## Cosa fare
a - Nel testo sul concerto dei Rolling Stones, in quale città si è tenuto il concerto?
b - Riscrivi senza cambiare nulla il tratto del testo sul concerto dei Rolling Stones che comincia con "Lo scorso venerdì" e finisce con "preso i Rolling Stones.".

## Testo mostrato
Lo scorso venerdì la scrittrice cubana ha assistito per la prima volta nella sua vita a un concerto dei Rolling Stones. Questo è l’appassionato racconto di ciò che ha visto all’Avana. (El País)

 

 

La prima volta che ho ascoltato i Rolling Stones è stata oggi, dal vivo, gratis e all’Avana.

Oggi è stata anche la mia prima esperienza di concerto di una tale portata. Fino ad ora, la mia idea di grande spettacolo era rappresentata dai concerti della Nueva Trova, dal rock argentino, dalla salsa o dagli affollati discorsi di Fidel in piazza; oggi però non ascoltiamo il comandante, il microfono se lo sono preso i Rolling Stones.

Benché gli anni heavy del Rock and Roll siano coincisi con quelli duri della rivoluzione cubana, qui era proibito ascoltare qualsiasi cosa ci ricordasse il “nemico”.

Voci di etichettatura per la segmentazione
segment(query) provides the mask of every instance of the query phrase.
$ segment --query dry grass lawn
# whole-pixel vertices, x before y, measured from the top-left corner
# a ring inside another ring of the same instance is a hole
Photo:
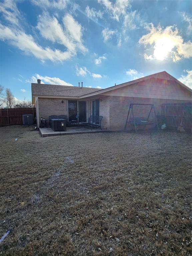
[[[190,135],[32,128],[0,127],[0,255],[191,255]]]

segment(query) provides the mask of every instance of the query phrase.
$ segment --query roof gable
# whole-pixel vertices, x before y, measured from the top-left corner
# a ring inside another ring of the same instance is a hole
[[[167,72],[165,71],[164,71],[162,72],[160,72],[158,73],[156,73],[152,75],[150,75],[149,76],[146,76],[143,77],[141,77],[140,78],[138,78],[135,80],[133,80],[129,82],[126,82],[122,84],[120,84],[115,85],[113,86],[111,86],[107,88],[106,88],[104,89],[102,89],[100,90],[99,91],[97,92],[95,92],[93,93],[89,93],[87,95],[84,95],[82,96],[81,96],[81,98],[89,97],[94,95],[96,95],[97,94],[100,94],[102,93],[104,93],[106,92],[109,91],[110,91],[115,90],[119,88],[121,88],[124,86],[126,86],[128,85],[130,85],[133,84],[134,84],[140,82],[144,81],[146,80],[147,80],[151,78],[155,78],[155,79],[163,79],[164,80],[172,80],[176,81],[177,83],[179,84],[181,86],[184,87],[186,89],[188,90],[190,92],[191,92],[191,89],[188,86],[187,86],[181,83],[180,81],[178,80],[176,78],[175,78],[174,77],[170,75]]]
==
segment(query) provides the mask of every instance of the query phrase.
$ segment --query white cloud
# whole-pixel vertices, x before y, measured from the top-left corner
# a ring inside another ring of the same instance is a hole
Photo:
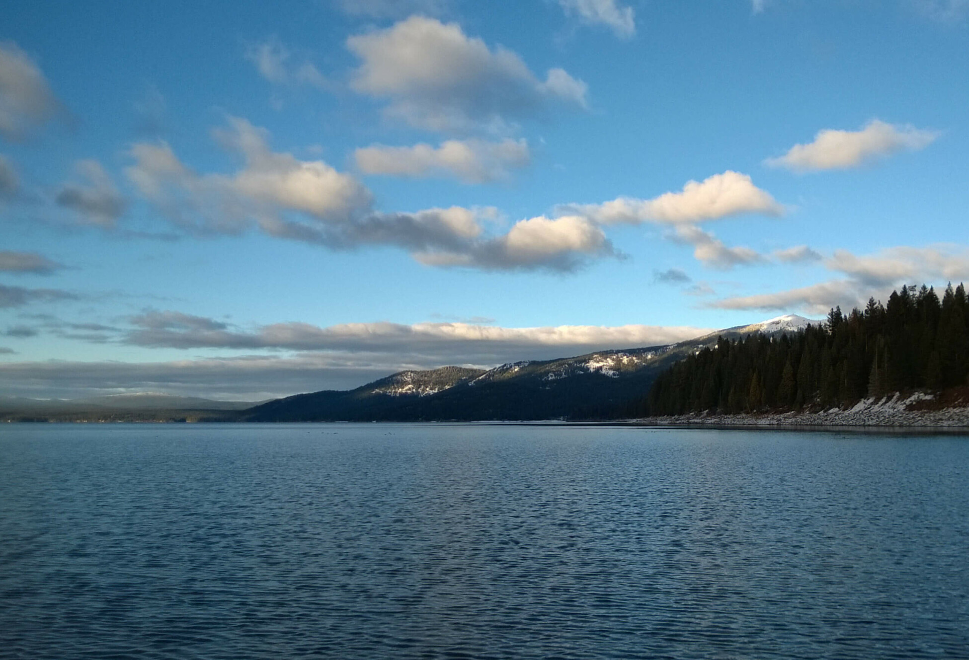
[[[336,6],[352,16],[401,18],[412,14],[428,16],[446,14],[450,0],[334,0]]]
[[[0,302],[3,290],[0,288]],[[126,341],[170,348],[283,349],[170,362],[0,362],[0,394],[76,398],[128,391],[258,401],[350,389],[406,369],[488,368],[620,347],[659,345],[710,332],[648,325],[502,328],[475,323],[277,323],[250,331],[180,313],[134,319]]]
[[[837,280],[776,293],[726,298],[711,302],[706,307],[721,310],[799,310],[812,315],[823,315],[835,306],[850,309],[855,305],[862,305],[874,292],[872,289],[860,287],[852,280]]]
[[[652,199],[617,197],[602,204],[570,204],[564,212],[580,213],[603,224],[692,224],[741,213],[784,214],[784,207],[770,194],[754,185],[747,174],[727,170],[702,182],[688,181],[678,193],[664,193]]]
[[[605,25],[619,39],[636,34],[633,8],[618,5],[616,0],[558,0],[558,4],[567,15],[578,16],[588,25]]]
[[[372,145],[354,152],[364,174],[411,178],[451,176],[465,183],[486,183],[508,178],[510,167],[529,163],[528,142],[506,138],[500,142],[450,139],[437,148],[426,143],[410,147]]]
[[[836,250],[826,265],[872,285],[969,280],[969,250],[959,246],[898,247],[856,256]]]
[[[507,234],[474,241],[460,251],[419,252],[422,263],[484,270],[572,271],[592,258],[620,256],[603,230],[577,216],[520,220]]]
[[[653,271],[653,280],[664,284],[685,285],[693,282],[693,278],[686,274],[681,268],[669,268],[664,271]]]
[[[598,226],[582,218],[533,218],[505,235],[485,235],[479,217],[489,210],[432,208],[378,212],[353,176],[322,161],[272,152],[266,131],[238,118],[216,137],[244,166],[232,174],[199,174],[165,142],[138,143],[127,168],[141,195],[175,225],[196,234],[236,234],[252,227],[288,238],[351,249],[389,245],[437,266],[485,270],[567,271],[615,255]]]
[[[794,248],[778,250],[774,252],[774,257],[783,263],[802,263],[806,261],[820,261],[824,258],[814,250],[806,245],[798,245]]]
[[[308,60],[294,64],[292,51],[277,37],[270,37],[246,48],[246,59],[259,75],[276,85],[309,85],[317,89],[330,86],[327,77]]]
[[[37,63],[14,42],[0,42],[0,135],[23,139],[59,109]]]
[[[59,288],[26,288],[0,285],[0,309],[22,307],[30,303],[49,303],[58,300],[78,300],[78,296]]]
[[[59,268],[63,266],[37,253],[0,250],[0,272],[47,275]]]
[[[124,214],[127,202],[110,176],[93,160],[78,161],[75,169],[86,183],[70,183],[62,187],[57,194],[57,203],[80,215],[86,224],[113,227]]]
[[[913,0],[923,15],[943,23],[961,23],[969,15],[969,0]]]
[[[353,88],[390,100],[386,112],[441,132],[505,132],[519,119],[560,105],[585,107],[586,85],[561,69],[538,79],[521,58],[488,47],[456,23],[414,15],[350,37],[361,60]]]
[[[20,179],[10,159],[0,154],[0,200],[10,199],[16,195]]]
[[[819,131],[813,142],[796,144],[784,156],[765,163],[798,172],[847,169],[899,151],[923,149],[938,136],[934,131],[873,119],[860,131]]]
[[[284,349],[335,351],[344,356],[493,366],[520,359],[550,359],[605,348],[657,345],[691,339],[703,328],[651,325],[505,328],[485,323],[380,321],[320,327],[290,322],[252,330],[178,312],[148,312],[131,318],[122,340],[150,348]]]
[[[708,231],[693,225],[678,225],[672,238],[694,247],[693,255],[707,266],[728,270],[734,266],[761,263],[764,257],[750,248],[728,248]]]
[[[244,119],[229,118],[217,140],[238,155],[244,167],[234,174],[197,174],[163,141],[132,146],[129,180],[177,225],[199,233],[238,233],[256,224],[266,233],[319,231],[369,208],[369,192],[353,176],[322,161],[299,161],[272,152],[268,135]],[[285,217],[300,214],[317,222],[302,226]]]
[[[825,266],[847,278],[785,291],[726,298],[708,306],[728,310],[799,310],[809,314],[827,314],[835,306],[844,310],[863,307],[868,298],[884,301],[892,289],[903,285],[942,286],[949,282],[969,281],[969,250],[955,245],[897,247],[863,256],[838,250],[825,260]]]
...
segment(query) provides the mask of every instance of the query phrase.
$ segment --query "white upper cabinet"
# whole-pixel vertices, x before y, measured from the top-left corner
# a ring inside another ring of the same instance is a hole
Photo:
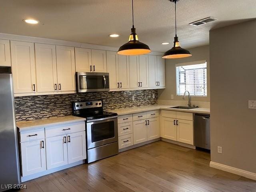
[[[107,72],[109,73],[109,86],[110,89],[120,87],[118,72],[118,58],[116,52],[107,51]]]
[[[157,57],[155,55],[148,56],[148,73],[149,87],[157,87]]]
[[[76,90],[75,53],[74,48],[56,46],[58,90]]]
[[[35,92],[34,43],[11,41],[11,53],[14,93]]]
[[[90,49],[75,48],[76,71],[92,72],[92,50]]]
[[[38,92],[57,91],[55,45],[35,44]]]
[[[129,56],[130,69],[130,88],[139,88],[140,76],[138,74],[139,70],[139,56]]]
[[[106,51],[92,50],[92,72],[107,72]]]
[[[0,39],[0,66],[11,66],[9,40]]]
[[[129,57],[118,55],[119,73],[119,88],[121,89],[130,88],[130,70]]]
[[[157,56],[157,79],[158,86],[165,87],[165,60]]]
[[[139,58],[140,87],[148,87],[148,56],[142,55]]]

## Risposte
a - All'Avana.

b -
Lo scorso venerdì la scrittrice cubana ha assistito per la prima volta nella sua vita a un concerto dei Rolling Stones. Questo è l’appassionato racconto di ciò che ha visto all’Avana. (El País)

 

 

La prima volta che ho ascoltato i Rolling Stones è stata oggi, dal vivo, gratis e all’Avana.

Oggi è stata anche la mia prima esperienza di concerto di una tale portata. Fino ad ora, la mia idea di grande spettacolo era rappresentata dai concerti della Nueva Trova, dal rock argentino, dalla salsa o dagli affollati discorsi di Fidel in piazza; oggi però non ascoltiamo il comandante, il microfono se lo sono preso i Rolling Stones.